**Exercise 1**
Copy out, word for word, everything in the listing from the line containing "Find the weathered" down to the line containing "42), (64, 319)]", with both of those lines included.
START Text extract
Across the US – particularly in crowded urban markets like New York City – a shortage of new, affordable housing has helped home prices eclipse their highs from the pre-crisis years, leaving the dream of homeownership hopelessly out of reach for millions of heavily indebted millennials.
With homes so unaffordable, it’s hardly surprising that existing home sales are mired in a 14-month-long slump – though the return of mortgage rates to multi-year lows in May is certainly cause for cautious optimism among real-estate brokers.
But there’s one segment of the housing market that, judging by all available anecdotal evidence and the data, has continued to soften after posting its worst quarterly slump in years during the opening months of 2019.
From Greenwich to the Hamptons to Billionaires’ Row, sellers of luxury homes have struggled to find buyers amid a glut of oversupply and the disappearance of the marginal bid from wealthy Chinese buyers, who were once willing to pay a premium for real-estate in places like NYC.
And in the latest indication that the American real estate market has finally topped out, WSJ reports on a troubling new trend on the West Coast: A foreboding glut of luxury spec homes in Los Angeles that is creating serious headaches for developers and lenders alike.
Some real-estate experts estimate that 50 ultra-high-end spec homes have either recently hit, or are about to hit, the market.
These include “the One”, Nile Niami’s 100,000-square-foot megamansion, to which the developer has affixed a price tag of $500 million, more than double the price of the most expensive home ever sold in the US (a penthouse apartment on Central Park South purchased late last year by Citadel’s Ken Griffin).
The boom in development has its roots in the torrid market of 2014 and 2015 inspired by a few eight-figure deals in the area.
Now maybe some of these developers will get lucky and manage to reel in a relatively price-insensitive buyer (one spec home in the area recently sold to a Saudi buyer for more than $40 million, and to our knowledge, Griffin has yet to purchase a pied-a-terre in LA).
But even the most naive or impatient buyer probably understands that, with close to 100 homes in LA County priced above $20 million by WSJ’s count, the luxury real estate in LA has transformed into the ultimate buyer’s market.
One real-estate agent lamented that there will soon be “years” of inventory of these “white boxes” out there.
Now, there are simply too many, and not enough buyers to go around. “It’s created its own monster,” says Stephen Shapiro of Westside Estate Agency. “We have an enormous oversupply of these white boxes. There’s years of inventory out there.”
Even some of the private lenders who helped finance these spec homes are getting nervous, which is extremely understandable: Given the dimensions of the glut, nobody wants to get stuck with one of these white elephants.
In a strategy that reeks of desperation, some developers are throwing blowout parties instead of open houses and resorting to other gimmicks as they go to “extraordinary” lengths to make their homes stand out. This can sometimes involve hiring a “branding consultant.”
In this environment, and amid signs that prices are falling, developers and their agents are going to extraordinary lengths to differentiate their listings from the pack. They are throwing themed bashes in lieu of traditional open houses, thinking up gimmicky new amenities and hiring marketing experts to reimagine homes as individual brands with their own names, logos and stories. Some developers are relisting plots of land, hoping to get their money out without sinking more money into construction.
END Text extract
START Provided data
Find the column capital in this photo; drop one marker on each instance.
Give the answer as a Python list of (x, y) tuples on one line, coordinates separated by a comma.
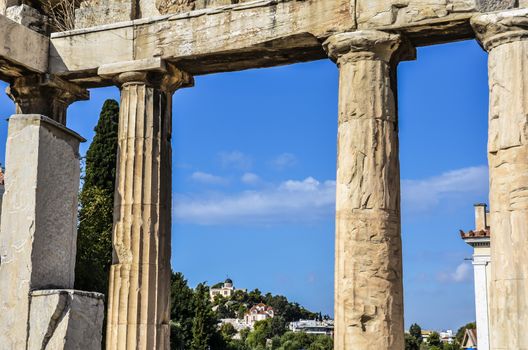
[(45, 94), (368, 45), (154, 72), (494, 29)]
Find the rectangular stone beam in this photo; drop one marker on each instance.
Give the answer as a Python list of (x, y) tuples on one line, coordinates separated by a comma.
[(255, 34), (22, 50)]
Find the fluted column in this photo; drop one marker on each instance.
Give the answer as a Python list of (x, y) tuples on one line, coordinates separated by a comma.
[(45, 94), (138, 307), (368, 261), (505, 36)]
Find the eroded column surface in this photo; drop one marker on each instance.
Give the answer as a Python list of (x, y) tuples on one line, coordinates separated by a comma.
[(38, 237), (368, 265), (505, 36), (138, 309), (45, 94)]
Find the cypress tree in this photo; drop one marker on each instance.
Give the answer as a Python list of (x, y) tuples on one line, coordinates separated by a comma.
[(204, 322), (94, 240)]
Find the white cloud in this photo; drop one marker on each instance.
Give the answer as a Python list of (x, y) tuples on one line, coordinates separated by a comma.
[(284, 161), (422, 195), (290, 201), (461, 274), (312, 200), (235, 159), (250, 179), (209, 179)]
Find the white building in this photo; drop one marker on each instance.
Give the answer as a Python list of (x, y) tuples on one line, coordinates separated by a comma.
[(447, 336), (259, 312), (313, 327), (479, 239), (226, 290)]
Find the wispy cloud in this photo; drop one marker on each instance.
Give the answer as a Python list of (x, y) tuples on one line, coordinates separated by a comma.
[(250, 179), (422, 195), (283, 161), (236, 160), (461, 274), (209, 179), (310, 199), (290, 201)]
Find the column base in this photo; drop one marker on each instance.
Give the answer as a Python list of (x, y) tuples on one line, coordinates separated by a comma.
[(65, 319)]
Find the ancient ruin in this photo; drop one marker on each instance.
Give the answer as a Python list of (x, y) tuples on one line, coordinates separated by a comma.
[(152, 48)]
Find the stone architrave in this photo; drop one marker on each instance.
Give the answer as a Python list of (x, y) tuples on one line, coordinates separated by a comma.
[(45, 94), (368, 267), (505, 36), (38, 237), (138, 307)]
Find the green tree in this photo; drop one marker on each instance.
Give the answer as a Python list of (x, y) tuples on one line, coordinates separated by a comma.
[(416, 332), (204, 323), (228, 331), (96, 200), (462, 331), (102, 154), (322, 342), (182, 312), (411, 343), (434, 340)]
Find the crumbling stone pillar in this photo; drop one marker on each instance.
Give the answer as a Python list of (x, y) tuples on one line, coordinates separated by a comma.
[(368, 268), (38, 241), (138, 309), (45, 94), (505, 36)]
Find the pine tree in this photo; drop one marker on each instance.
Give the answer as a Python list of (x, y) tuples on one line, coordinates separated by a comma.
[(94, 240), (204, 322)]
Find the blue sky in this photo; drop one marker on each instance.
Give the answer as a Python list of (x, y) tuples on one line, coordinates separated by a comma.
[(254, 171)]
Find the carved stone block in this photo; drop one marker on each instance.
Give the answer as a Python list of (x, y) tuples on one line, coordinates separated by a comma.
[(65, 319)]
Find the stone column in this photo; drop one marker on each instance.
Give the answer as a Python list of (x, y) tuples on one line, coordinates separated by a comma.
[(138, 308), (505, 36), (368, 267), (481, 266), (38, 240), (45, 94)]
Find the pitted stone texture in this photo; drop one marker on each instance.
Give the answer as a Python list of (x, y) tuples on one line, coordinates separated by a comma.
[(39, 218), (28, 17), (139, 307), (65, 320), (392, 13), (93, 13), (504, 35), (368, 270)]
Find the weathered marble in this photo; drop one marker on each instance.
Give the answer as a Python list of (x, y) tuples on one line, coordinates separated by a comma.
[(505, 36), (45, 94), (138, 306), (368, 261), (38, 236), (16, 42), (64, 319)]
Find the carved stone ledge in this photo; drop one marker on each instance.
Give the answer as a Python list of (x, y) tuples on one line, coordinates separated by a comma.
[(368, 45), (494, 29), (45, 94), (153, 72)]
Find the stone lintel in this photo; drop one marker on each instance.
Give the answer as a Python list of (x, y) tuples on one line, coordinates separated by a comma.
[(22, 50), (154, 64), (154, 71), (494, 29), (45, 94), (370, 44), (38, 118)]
END Provided data
START Provided data
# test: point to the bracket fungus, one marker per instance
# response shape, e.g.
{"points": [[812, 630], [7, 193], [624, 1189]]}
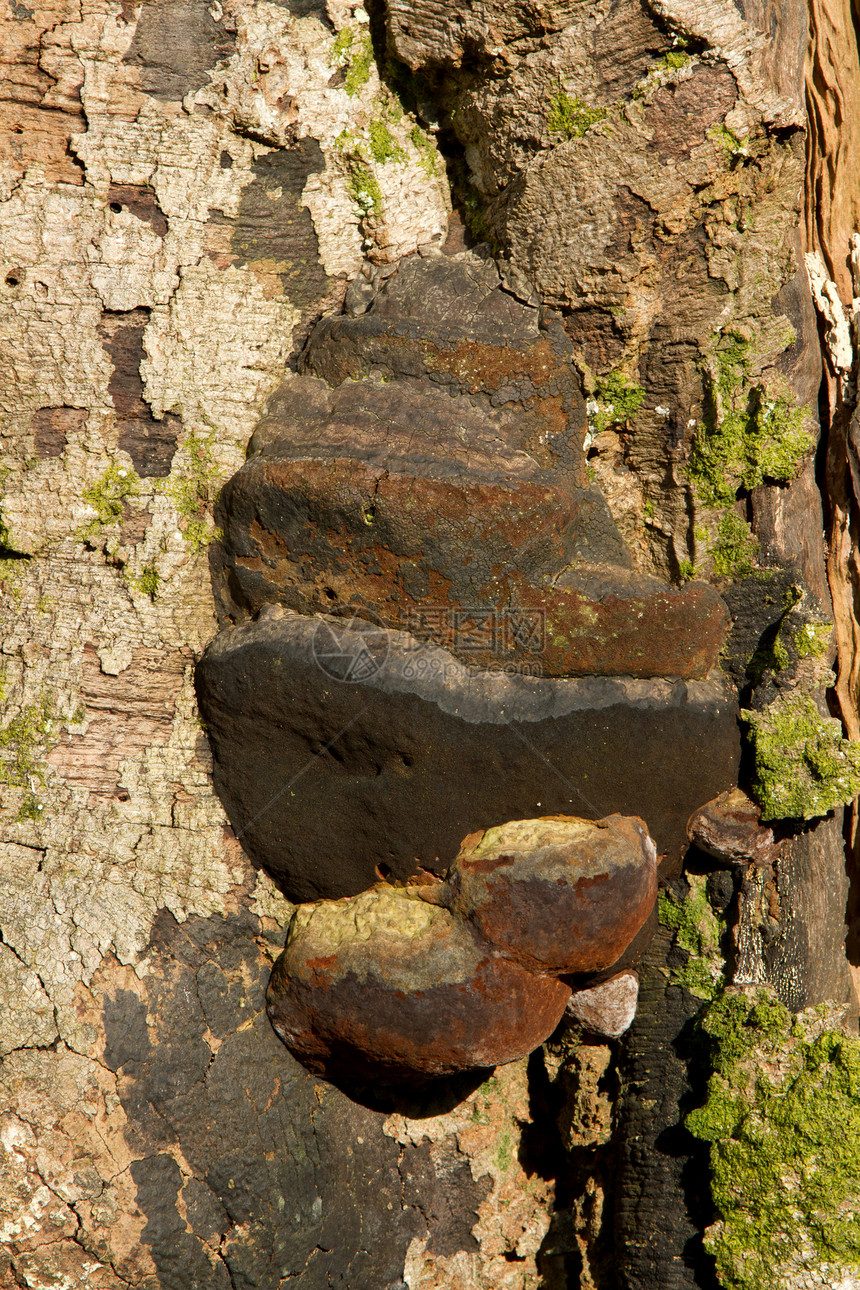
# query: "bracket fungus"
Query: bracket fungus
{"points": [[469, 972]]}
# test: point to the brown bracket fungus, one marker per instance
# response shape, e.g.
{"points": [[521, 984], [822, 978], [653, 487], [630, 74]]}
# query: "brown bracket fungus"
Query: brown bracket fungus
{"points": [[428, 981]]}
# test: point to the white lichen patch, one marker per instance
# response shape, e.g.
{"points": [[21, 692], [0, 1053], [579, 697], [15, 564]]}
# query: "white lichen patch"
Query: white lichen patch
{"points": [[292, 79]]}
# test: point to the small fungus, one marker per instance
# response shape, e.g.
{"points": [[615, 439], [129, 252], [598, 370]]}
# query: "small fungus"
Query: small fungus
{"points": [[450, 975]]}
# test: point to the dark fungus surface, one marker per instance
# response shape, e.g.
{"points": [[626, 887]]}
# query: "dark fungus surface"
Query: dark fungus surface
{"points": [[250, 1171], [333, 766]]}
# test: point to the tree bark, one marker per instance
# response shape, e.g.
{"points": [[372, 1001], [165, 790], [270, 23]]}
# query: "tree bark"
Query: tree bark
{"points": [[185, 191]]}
END Provided data
**Exercise 2**
Continue the article on the glut of luxury spec homes in Los Angeles from the point where it ends.

**Task response 1**
Find the weathered marble in this photo; drop one marker on each instance.
Give the answer as a Python list of (x, y) tuples on one line, coordinates separated by a comma.
[(505, 36), (45, 94), (138, 306), (368, 261), (38, 236), (16, 42), (64, 319)]

**Task response 2**
“People come to us because they want to stand out,” says Alexander Ali, whose marketing and public relations firm the Society Group is finding a growing business in creating brands for megamansions. “There are so many new homes coming to the market every day.”
One developer decided to re-brand a spec mansion in Trousdale as “WARHOL 90210”, lining the walls with Warhol prints and even throwing in a Rolls Royce once owned by Warhol, which will be included with the house.
Mr. Ali’s latest exercise: Turning a roughly 7,600-square-foot contemporary home in Trousdale into “WARHOL 90210,” a property branded around artist Andy Warhol. Mr. Ali and the developer, Wystein Opportunity Fund, joined with a local gallery to display Warhol prints in the home. At a Warhol-themed disco to be held on site, a Warhol look-alike will be filmed striding through the party; the resulting video will be blasted out on social media. (The house has no connection to Mr. Warhol.)
Mr. Ali convinced the agent that Mr. Warhol’s onetime car – a 1974, two-toned, Rolls-Royce Shadow – and the Warhol prints featured in the home should be included in the deal. “It defines the house as a collector’s dream,” Mr. Ali says. The whole package seeks $17.75 million. The house can be sold separately for $15.625 million.
More than five years after the ‘Great Gatsby’ movie remake bombed in theaters, one developer threw a ‘Gatsby’ themed party at a mansion with a price tag north of $35 million.
The party featured models and acrobats who poured champagne while swinging from a trapeze.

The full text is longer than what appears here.